- [TEXTAUSZUG]:
..............................

Sotoudeh, die aus einer traditionell-religiösen Familie in Iran stammt, hatte ihre Arbeit als Anwältin mit der Verteidigung von Kinderrechten begonnen. Sie vertrat Kinder und Jugendliche, die missbraucht und misshandelt wurden, ein schwieriges Anliegen in der Islamischen Republik, wo Väter fast unbeschränkte Rechte genießen. Später zählten zunehmend auch politische Gefangene und Frauenrechtlerinnen zu Sotoudehs Mandanten, darunter die iranische Friedensnobelpreisträgerin Schirin Ebadi.
2006 rief Sotoudeh gemeinsam mit anderen Iranerinnen die Aktion »1 Million Unterschriften« ins Leben, die Gleichberechtigung von Frauen und Männern in der Islamischen Republik fordert. Sie verteidigte auch eine Reihe von jungen Frauen, die 2018 aus Protest gegen die islamische Kleiderordnung in Iran, ihre Kopftücher abgenommen hatten. Daraufhin wurde sie erneut verhaftet und sitzt seitdem in Teherans berüchtigtem Evin-Gefängnis ein.

..............................

- [ANGEZEIGTE DATEN]:
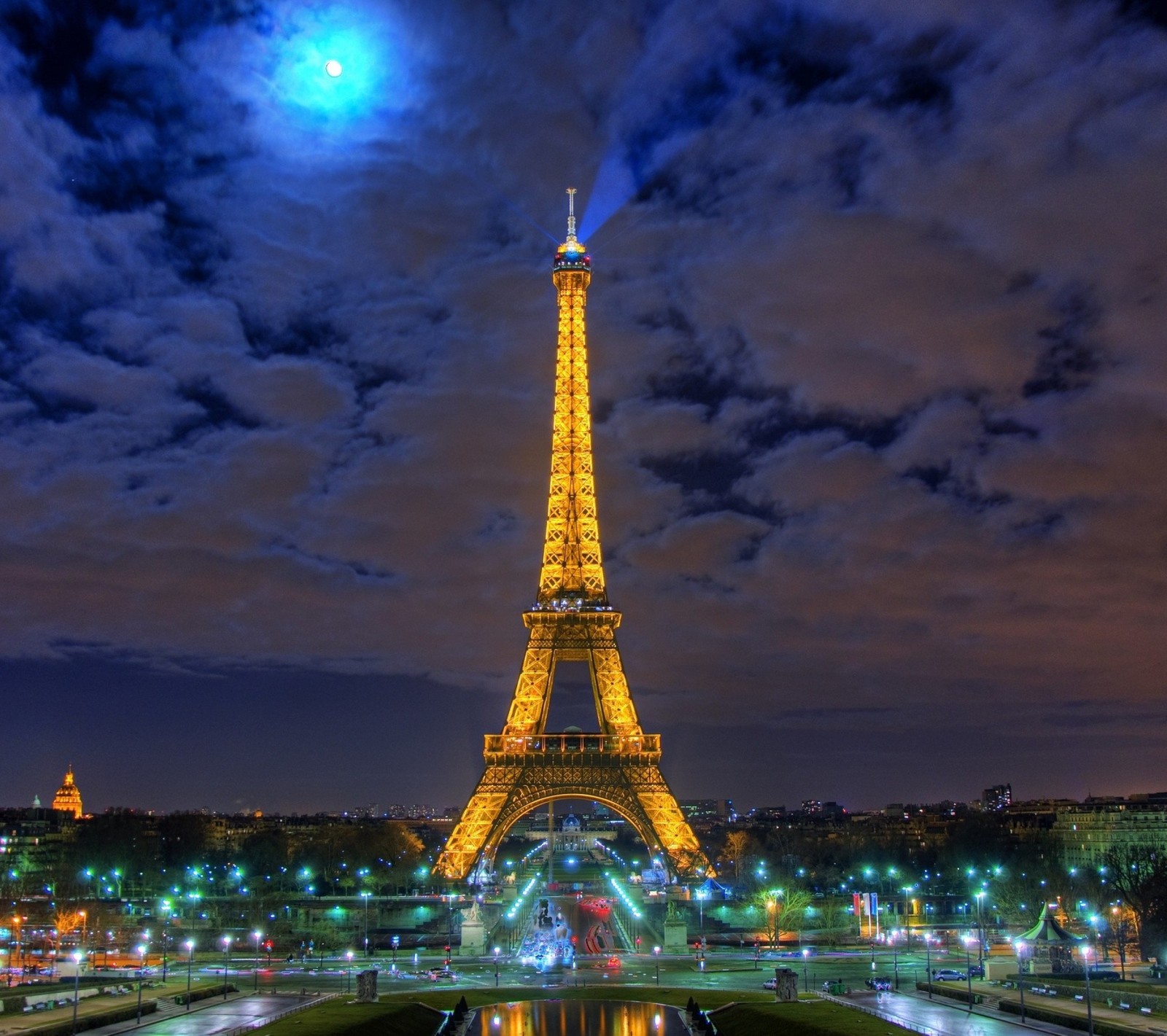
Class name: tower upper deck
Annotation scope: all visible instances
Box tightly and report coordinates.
[535,188,610,612]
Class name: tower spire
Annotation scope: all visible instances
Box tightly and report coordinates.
[434,187,710,880]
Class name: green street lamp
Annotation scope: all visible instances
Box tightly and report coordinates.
[187,939,195,1010]
[72,950,85,1032]
[360,892,372,960]
[134,946,146,1026]
[223,935,231,1000]
[251,932,264,993]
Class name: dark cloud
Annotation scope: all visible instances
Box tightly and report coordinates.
[0,0,1167,807]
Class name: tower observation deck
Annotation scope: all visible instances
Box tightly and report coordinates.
[434,188,708,880]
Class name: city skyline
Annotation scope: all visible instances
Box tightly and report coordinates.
[0,0,1167,812]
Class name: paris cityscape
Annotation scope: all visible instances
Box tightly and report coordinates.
[0,0,1167,1036]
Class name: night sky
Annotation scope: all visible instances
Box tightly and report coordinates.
[0,0,1167,812]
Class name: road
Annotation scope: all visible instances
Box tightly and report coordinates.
[89,995,319,1036]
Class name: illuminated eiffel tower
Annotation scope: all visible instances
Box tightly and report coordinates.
[434,188,708,880]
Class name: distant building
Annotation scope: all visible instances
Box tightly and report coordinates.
[677,799,737,820]
[1052,792,1167,867]
[53,766,83,820]
[980,784,1013,810]
[802,799,848,817]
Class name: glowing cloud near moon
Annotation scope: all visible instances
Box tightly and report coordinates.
[257,0,408,133]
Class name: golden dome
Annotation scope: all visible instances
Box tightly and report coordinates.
[53,766,82,819]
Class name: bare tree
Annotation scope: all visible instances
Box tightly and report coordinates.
[1103,844,1167,960]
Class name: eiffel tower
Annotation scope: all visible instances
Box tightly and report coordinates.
[434,188,708,880]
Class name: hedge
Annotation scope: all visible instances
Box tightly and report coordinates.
[174,986,239,1007]
[1000,1000,1144,1036]
[13,1000,158,1036]
[916,982,985,1003]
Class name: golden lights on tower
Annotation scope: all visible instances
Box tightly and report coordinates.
[434,188,708,879]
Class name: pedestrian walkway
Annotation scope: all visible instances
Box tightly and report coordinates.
[827,993,1082,1036]
[827,992,1167,1036]
[83,993,331,1036]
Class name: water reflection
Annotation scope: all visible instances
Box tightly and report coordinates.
[470,1000,685,1036]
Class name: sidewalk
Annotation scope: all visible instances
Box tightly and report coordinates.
[84,993,324,1036]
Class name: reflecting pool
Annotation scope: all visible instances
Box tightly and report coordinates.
[470,1000,685,1036]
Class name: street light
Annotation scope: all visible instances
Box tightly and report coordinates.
[1013,939,1025,1026]
[360,892,371,960]
[973,889,985,964]
[924,932,932,1000]
[187,939,195,1010]
[963,935,972,1014]
[160,900,171,982]
[223,935,231,1000]
[251,932,264,993]
[72,950,85,1032]
[1082,946,1093,1036]
[134,946,146,1026]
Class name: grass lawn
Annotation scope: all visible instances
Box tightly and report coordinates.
[702,1000,908,1036]
[264,987,902,1036]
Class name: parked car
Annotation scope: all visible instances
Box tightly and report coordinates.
[932,967,969,982]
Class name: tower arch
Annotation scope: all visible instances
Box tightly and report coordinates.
[434,188,712,880]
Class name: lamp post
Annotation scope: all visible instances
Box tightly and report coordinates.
[161,900,171,982]
[134,946,146,1026]
[974,889,985,965]
[964,935,972,1014]
[360,892,370,960]
[187,939,195,1010]
[1082,946,1093,1036]
[72,950,85,1032]
[251,932,264,993]
[1013,939,1025,1026]
[223,935,231,1000]
[4,914,20,987]
[924,932,932,1000]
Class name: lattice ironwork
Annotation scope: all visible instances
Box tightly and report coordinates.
[434,190,710,880]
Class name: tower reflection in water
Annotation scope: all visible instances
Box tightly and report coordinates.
[470,1000,685,1036]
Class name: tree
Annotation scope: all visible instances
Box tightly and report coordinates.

..............................

- [ARBEITSAUFTRAG 1]:
Beantworte anhand des Textes über Sotoudeh folgende Fragen:
(a) Womit hatte Sotoudeh ihre Arbeit als Anwältin begonnen?
(b) In welchem Jahr rief sie die Aktion »1 Million Unterschriften« mit ins Leben?
(c) In welchem Gefängnis sitzt sie seit ihrer erneuten Verhaftung ein?
- [ARBEITSAUFTRAG 2]: Führe den Text über Sotoudeh im Anschluss an seinen letzten Satz um einige Sätze fort.

- [LÖSUNG 1]:
(a) Mit der Verteidigung von Kinderrechten.
(b) 2006.
(c) Im Evin-Gefängnis in Teheran.

- [LÖSUNG 2]:
Trotz Corona – für politische Gefangene kein Hafturlaub
Sotoudeh tritt immer wieder in Hungerstreik, um gegen die Haftbedingungen zu protestieren und die Freilassung von politischen Gefangenen zu erwirken. Zuletzt beendete sie am vergangenen Wochenende einen mehr als 40 Tage dauernden Hungerstreik, nachdem sie kurzzeitig mit Herzproblemen im Krankenhaus behandelt werden musste.
Sie hatte mit ihrem Protest Hafturlaub für politische Gefangene erreichen wollen, die durch die Ausbreitung von Covid-19 in iranischen Gefängnissen gefährdet sind. Während viele andere Häftlinge die überfüllten Gefängnisse zumindest zeitweilig verlassen durften, um eine Ansteckung mit dem Virus zu verhindern, gab es für politische Gefangene keinen Hafturlaub.
Sotoudehs Kampf erhält zunehmend internationale Aufmerksamkeit. Sie wurde mit dem Sacharow-Preis der Europäischen Parlaments und mit dem Preis des Deutschen Richterbundes ausgezeichnet, der amerikanische PEN-Club sowie zahlreiche ehemalige und aktive Politiker setzen sich für sie ein. Ehemann Khandan dankte jetzt für die nationale und internationale Unterstützung, die weitaus größer sei, als der Druck der Regierung in Iran.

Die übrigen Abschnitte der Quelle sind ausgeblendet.